--- Texte à analyser ---

La feuille de la Vulnéraire est terminée par une foliole


Cinquième choix :

Il nous faut maintenant examiner le calice ainsi que les stipules :

→ les dents du calice sont-elles plutôt ovales, ou bien lancéolées / subulées (subulé signifie qui s’effile en pointe) ?

→ Les stipules sont-elles plus grandes ou plus petites que les folioles
(les stipules sont les pièces foliaires situées au point d’insertion de la feuille sur la tige) ?

Réponse :

les dents du calice sont manifestement subulées.
Et les stipules sont indubitablement plus petites que les folioles.

La plante mystérieuse n’est donc pas un Pois (genre Pisum).


Sixième choix :

les dents du calice sont-elles plus de 2 fois aussi longues que le tube, ou non ?
Et sont-elles égales entre elles ?

Réponse :

les dents du calice sont plus de deux fois aussi longues que le tube, et égales entre elles.

La plante mystérieuse ne peut donc être une Vesce (genre Vicia) ou une Gesse (genre Lathyrus).


Vesce cultivée (Vicia sativa) :
les dents du calice sont plus ou moins égales au tube.

Et puisqu’il n’y a qu’une seule espèce du genre Lens dans nos régions, nous avons également trouvé l’espèce : Lens culinaris, la Lentille cultivée.

Félicitations à : Guido Schütz, Danielle Fontaine, Claude Lerat-Gentet, Nicole Bouëzet, et Benjamin Mason qui ont trouvé la bonne réponse, et merci à toutes les personnes qui ont participé !


Ses origines

Selon des études génétiques, la Lentille cultivée dérive probablement de l’espèce sauvage Lens orientalis, aussi nommée Lens culinaris subsp. orientalis, Vicia orientalis ou Vicia lens subsp. orientalis.

---

Consignes de l'exercice:
**a)** Recopiez le passage du texte sur la Lentille cultivée qui va de « La plante mystérieuse ne » jusqu'à « ont participé ! » inclus.
**b)** Rédigez la suite du texte sur la Lentille cultivée à partir de l'endroit où il s'arrête.

--- Extraits de données ---

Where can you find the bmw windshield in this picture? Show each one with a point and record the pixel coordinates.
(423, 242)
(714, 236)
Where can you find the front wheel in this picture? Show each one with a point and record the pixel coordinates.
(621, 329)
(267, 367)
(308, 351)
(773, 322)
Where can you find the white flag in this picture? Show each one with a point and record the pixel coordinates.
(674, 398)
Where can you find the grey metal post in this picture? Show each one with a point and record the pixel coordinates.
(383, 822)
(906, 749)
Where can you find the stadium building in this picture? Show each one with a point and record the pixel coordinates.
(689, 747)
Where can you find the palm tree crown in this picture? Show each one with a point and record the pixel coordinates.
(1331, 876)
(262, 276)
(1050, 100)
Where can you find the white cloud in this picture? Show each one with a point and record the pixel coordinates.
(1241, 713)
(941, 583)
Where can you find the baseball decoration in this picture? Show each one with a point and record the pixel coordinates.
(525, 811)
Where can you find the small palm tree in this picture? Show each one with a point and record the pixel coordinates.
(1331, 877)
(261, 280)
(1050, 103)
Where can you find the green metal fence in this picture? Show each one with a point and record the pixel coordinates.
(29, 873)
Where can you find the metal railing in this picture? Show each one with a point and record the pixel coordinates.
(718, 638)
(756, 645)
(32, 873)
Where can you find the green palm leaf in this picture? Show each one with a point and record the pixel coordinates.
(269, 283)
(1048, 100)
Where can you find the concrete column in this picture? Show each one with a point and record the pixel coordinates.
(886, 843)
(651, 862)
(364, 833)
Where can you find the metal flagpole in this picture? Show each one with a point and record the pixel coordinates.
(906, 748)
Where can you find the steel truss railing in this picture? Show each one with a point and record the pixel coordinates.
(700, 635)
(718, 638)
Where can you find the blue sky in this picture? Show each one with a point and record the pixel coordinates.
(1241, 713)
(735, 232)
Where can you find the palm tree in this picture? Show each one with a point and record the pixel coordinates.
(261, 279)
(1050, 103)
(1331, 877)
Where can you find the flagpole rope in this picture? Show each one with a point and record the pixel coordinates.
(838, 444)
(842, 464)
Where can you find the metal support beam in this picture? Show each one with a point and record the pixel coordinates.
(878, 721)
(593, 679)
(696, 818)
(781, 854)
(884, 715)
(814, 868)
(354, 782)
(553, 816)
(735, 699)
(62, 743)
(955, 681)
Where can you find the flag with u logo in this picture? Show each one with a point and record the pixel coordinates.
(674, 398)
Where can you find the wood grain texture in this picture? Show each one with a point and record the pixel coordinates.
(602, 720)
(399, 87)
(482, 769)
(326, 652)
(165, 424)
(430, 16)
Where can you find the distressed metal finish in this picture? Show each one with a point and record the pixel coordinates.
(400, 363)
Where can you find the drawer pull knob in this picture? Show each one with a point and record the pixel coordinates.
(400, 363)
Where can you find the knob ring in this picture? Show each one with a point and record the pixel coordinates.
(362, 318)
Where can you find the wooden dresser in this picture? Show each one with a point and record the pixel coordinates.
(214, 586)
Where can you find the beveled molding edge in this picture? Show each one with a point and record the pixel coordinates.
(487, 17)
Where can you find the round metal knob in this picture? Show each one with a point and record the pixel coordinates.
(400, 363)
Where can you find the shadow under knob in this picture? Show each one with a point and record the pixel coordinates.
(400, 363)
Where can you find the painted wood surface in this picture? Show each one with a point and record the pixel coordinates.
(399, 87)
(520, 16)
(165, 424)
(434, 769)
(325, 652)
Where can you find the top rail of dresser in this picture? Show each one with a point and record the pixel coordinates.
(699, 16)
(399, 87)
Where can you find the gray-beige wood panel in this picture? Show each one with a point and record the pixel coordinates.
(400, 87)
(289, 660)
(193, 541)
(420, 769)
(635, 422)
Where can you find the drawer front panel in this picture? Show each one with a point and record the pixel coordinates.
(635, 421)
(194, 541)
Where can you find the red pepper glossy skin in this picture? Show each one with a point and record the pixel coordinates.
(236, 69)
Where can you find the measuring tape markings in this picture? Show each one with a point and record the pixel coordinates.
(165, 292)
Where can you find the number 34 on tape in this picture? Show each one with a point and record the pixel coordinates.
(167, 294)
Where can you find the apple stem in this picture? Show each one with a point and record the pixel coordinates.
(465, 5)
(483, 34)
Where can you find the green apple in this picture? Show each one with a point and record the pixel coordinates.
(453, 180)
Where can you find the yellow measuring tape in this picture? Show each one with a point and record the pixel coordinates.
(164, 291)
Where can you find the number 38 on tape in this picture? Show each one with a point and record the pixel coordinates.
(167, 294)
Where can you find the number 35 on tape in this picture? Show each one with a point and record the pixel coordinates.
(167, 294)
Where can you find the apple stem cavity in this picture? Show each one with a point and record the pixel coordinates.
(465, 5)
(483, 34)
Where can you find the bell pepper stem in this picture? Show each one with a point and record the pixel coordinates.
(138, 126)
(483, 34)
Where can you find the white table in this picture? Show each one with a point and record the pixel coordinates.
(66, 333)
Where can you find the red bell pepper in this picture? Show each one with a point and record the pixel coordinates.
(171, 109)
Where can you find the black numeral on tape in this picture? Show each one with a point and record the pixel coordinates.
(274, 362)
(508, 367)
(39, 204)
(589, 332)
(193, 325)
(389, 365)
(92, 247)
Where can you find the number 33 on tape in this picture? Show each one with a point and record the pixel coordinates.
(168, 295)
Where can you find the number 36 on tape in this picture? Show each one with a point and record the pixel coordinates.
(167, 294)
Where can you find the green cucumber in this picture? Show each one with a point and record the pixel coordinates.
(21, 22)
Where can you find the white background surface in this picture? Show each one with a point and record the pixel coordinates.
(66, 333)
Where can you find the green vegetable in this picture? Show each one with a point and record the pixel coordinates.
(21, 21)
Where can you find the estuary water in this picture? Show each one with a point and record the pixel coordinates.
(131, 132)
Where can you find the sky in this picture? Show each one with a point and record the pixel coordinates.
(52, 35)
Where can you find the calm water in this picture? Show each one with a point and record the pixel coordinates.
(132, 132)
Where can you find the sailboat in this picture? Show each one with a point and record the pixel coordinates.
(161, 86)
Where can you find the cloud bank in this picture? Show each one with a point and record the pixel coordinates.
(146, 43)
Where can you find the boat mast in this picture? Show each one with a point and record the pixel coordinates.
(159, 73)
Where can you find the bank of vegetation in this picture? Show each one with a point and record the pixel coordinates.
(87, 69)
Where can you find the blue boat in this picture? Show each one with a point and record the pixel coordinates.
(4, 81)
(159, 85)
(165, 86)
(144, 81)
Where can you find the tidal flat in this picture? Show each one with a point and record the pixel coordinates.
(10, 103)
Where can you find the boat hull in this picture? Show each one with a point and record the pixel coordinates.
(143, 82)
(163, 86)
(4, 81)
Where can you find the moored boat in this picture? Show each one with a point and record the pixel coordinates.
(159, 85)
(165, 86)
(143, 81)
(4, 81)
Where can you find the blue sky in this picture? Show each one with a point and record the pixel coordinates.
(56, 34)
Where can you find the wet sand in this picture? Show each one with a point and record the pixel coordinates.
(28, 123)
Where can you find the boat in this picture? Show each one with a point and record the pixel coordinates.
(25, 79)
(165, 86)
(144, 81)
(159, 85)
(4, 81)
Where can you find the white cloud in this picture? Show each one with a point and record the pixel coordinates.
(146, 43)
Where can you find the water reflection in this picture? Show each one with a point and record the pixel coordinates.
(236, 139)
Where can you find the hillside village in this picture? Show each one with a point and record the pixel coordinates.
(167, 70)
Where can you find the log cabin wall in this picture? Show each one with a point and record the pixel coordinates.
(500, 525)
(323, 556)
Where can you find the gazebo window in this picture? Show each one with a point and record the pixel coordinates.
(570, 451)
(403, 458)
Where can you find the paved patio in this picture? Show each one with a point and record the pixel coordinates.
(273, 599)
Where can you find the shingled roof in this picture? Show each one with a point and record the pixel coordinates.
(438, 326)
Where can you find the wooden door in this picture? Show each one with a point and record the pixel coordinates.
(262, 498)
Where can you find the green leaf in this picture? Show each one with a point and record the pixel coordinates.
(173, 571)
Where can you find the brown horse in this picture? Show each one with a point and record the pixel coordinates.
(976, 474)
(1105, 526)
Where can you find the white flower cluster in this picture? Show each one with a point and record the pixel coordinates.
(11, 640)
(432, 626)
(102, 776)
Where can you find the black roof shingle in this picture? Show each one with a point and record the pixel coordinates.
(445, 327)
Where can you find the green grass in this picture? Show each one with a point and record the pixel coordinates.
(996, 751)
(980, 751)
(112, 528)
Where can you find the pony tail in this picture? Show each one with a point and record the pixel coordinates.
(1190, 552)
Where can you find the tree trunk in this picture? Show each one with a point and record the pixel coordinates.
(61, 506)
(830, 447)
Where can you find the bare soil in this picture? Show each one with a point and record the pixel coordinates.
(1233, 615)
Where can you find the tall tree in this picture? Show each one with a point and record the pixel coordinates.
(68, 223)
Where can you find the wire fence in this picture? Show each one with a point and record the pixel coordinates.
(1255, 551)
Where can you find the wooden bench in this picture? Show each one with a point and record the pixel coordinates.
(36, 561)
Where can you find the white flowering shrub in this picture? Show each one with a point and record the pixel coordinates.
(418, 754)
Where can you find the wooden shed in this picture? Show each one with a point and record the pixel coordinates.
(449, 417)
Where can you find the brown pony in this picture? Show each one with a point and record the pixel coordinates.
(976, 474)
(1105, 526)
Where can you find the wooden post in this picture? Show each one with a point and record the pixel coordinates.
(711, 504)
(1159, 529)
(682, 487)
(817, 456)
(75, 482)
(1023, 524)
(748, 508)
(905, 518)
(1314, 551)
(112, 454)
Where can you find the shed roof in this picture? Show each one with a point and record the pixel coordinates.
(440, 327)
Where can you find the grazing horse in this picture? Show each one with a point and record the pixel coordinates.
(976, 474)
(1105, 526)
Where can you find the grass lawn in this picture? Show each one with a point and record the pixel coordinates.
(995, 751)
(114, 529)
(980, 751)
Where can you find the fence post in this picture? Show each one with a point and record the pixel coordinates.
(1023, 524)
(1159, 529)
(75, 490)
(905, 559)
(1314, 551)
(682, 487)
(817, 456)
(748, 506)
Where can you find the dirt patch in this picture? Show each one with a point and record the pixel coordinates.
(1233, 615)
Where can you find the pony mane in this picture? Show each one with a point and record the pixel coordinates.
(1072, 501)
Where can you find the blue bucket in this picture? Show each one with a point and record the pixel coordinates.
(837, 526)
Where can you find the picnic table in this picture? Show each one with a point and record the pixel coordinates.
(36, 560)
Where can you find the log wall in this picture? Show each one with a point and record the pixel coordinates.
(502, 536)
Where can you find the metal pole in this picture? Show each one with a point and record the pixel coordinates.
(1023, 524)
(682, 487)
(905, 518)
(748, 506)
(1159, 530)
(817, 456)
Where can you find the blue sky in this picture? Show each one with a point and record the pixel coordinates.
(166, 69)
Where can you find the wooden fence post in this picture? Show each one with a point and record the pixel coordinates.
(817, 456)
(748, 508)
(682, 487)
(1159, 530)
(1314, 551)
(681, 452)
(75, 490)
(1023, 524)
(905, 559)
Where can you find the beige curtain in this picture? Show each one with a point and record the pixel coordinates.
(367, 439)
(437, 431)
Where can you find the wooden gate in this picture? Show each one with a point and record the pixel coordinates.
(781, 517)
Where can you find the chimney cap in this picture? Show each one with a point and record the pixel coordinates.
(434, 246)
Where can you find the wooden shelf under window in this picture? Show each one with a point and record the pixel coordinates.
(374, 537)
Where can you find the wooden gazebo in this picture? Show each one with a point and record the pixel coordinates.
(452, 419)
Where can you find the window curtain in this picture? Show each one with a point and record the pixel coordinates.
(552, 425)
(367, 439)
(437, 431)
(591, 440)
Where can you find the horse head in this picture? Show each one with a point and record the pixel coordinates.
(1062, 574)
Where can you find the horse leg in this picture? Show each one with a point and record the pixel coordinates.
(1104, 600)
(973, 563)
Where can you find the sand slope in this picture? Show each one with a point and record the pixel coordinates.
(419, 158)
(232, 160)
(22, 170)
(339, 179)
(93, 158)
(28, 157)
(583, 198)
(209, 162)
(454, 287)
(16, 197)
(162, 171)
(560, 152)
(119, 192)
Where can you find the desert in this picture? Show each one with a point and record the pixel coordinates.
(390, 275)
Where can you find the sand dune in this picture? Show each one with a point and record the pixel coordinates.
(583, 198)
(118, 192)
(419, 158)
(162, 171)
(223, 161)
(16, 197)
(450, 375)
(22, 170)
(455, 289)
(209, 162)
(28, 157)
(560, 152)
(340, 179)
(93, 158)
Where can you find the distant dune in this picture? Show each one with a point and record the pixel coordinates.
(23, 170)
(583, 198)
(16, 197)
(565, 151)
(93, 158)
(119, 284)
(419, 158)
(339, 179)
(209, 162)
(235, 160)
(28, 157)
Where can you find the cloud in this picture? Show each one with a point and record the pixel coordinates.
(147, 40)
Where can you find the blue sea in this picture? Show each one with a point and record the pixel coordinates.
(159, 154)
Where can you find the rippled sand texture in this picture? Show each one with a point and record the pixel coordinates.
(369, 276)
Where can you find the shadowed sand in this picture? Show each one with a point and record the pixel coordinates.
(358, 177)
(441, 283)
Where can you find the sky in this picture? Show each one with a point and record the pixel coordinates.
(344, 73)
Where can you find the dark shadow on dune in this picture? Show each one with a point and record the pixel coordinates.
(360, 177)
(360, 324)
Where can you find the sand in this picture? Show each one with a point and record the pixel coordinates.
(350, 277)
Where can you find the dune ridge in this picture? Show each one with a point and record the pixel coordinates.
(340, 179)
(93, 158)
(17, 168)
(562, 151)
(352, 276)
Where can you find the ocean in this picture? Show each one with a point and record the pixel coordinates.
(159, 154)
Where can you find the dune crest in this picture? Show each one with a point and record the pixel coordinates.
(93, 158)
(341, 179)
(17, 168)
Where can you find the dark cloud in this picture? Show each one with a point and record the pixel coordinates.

---

Résultats:
**a)**
La plante mystérieuse ne peut donc être une Vesce (genre Vicia) ou une Gesse (genre Lathyrus).


Vesce cultivée (Vicia sativa) :
les dents du calice sont plus ou moins égales au tube.

Et puisqu’il n’y a qu’une seule espèce du genre Lens dans nos régions, nous avons également trouvé l’espèce : Lens culinaris, la Lentille cultivée.

Félicitations à : Guido Schütz, Danielle Fontaine, Claude Lerat-Gentet, Nicole Bouëzet, et Benjamin Mason qui ont trouvé la bonne réponse, et merci à toutes les personnes qui ont participé !

**b)**
Cette progénitrice est originaire d’une zone allant du Sud-Est de l’Europe (Grèce et Chypre) jusqu’à l’Asie centrale (Afghanistan et Pakistan) en passant par le Proche-Orient 2

Les populations sauvages ne sont pas de bonnes compétitrices face aux autres plantes herbacées. De plus, les herbivores les trouvent très appétissantes.
Elles se réfugient donc dans des endroits arides : des sols pauvres, superficiels, souvent empierrés, à des altitudes allant de 500 à 1.700 m. La concurrence des autres végétaux et la prédation des animaux y sont réduites. Les Lentilles sauvages y forment généralement de petites populations disjointes 6

Les deux espèces, la sauvage et la cultivée, peuvent encore être croisées entre elles et produisent des graines fertiles.


Sa domestication

Les premières traces

La Lentille fut l’une des premières plantes cultivées, et la première légumineuse (Fabacée).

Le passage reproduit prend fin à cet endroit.